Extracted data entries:
※
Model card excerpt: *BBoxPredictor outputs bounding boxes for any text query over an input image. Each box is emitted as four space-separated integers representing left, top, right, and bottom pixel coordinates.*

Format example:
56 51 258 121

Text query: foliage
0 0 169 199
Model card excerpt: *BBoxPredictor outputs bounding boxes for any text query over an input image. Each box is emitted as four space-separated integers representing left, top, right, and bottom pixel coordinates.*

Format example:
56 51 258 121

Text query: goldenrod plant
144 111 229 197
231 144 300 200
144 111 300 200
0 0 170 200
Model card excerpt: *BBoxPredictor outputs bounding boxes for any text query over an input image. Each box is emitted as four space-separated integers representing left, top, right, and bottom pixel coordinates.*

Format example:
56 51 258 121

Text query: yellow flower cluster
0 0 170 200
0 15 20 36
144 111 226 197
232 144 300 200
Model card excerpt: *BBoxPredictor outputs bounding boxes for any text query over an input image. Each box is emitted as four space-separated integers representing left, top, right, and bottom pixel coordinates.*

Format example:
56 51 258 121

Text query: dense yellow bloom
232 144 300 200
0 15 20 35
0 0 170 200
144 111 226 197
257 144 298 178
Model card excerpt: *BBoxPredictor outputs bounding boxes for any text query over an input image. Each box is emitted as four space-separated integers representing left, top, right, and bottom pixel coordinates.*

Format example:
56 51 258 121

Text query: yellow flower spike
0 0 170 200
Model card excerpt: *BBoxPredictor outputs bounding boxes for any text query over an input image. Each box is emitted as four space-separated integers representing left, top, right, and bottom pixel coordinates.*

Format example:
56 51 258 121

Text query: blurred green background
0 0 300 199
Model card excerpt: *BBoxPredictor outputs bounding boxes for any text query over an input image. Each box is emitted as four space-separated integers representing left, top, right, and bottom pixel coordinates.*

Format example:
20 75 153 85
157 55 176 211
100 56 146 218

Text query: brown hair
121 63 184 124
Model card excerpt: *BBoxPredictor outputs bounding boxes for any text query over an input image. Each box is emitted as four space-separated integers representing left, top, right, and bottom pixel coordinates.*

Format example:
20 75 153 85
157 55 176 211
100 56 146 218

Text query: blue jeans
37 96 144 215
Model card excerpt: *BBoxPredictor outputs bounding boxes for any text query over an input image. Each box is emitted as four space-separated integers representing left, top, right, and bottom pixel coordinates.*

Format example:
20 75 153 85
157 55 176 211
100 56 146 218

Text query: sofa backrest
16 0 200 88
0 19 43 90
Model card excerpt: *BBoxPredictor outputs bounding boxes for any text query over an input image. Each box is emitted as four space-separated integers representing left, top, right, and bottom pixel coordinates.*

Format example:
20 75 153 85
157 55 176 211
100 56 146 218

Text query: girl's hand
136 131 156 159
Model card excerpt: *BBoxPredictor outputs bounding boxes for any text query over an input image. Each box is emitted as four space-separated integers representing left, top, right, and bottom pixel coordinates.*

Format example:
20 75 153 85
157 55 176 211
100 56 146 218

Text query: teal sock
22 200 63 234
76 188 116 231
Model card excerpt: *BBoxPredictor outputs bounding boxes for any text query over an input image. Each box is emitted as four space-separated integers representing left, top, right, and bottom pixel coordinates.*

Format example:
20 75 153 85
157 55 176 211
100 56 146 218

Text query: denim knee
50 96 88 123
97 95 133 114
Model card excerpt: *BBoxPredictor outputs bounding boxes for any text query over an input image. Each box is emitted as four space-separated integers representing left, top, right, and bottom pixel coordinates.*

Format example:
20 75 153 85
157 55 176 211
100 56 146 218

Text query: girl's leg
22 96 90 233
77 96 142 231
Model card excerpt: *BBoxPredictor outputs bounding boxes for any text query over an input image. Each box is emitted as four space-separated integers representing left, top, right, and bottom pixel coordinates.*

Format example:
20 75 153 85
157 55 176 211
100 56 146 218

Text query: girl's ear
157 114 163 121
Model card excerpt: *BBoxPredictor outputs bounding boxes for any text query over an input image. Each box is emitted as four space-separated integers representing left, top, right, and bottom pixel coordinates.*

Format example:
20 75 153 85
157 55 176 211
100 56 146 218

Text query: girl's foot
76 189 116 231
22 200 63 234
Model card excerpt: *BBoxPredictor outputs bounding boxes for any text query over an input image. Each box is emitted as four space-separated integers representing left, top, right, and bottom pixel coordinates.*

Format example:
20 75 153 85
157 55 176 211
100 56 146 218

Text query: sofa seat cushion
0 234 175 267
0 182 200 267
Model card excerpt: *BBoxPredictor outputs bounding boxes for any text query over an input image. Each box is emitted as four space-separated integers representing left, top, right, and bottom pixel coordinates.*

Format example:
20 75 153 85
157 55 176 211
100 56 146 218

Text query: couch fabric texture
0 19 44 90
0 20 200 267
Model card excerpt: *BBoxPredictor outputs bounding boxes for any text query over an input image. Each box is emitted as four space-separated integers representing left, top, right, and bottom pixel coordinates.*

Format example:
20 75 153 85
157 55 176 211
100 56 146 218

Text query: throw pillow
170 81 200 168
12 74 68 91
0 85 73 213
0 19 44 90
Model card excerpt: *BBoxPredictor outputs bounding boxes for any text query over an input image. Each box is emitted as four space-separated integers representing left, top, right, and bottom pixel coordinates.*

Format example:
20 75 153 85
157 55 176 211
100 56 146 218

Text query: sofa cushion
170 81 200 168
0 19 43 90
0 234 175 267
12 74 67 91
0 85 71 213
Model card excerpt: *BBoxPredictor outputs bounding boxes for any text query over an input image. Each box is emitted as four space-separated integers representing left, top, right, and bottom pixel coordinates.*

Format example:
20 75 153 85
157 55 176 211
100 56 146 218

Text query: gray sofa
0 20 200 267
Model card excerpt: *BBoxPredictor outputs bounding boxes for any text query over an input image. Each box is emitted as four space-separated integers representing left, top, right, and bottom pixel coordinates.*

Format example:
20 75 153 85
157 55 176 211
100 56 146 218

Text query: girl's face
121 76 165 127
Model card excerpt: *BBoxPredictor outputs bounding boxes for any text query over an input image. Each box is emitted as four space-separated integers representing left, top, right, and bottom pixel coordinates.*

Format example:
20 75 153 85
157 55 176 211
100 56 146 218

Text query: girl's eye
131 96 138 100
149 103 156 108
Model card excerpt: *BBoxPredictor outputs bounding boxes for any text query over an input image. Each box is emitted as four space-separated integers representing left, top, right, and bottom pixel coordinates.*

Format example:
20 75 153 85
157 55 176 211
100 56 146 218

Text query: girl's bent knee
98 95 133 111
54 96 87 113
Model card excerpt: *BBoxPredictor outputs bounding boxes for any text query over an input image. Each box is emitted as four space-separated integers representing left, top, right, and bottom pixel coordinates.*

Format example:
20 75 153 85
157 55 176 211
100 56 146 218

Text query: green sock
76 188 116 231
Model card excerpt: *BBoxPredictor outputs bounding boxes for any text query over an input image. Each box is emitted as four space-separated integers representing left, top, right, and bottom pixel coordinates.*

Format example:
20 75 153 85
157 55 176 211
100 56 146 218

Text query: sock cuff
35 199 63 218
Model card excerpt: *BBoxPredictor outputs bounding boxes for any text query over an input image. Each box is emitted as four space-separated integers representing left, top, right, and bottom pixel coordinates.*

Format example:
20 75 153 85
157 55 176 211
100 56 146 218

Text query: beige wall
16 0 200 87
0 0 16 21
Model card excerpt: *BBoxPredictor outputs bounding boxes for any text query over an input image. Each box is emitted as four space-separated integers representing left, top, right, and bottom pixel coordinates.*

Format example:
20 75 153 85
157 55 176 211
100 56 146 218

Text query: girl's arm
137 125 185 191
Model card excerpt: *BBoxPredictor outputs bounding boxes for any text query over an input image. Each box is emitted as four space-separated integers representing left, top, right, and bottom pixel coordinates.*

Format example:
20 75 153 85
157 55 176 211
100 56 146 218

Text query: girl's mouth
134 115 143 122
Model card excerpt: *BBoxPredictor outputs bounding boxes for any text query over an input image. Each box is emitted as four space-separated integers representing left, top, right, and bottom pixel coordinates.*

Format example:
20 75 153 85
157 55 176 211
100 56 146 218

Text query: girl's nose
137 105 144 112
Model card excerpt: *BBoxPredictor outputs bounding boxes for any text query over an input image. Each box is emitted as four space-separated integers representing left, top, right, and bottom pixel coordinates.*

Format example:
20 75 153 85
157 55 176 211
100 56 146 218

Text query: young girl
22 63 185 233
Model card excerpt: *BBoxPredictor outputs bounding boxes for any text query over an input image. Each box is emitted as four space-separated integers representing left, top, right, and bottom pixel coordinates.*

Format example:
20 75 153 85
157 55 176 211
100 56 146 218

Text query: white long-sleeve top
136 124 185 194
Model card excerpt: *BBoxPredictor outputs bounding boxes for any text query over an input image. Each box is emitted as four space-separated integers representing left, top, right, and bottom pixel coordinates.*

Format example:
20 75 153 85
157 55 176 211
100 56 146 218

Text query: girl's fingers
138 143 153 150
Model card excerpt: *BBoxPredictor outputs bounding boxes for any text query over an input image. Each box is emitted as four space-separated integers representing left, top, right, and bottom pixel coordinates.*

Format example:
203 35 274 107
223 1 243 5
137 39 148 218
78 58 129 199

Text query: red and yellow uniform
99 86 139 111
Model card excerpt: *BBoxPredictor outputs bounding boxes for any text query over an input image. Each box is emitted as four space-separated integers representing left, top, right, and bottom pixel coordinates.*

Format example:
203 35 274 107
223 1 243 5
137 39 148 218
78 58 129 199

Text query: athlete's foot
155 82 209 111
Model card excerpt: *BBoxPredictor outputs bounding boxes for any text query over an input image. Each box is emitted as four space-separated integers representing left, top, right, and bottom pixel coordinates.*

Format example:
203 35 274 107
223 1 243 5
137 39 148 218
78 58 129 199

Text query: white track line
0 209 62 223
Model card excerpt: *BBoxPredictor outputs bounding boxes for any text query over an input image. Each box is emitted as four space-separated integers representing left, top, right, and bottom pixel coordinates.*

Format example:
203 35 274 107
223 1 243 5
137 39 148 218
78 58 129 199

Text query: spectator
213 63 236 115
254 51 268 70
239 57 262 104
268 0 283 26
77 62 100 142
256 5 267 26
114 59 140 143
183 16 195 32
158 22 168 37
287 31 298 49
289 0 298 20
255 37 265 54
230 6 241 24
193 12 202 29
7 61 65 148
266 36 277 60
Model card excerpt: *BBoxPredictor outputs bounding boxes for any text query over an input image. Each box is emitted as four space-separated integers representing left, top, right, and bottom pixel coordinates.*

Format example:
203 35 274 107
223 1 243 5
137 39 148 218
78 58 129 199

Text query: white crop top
※
Set task -
Reproduce the records from their beginning through the line containing "0 0 169 199", inclusive, with the requests included. Multiply every bounding-box coordinate in the answers by 0.4 and round each result to a whole number, rounding halves up, while leaving the numbers in the requests and their format sample unchanged.

Worked solution -
Model card excerpt: *BBoxPredictor outputs bounding boxes for any text query over an input image. Each box is emitted as four space-separated integers representing left, top, right, and bottom pixel coordinates.*

Format example:
56 51 258 121

Text query: foliage
0 0 68 80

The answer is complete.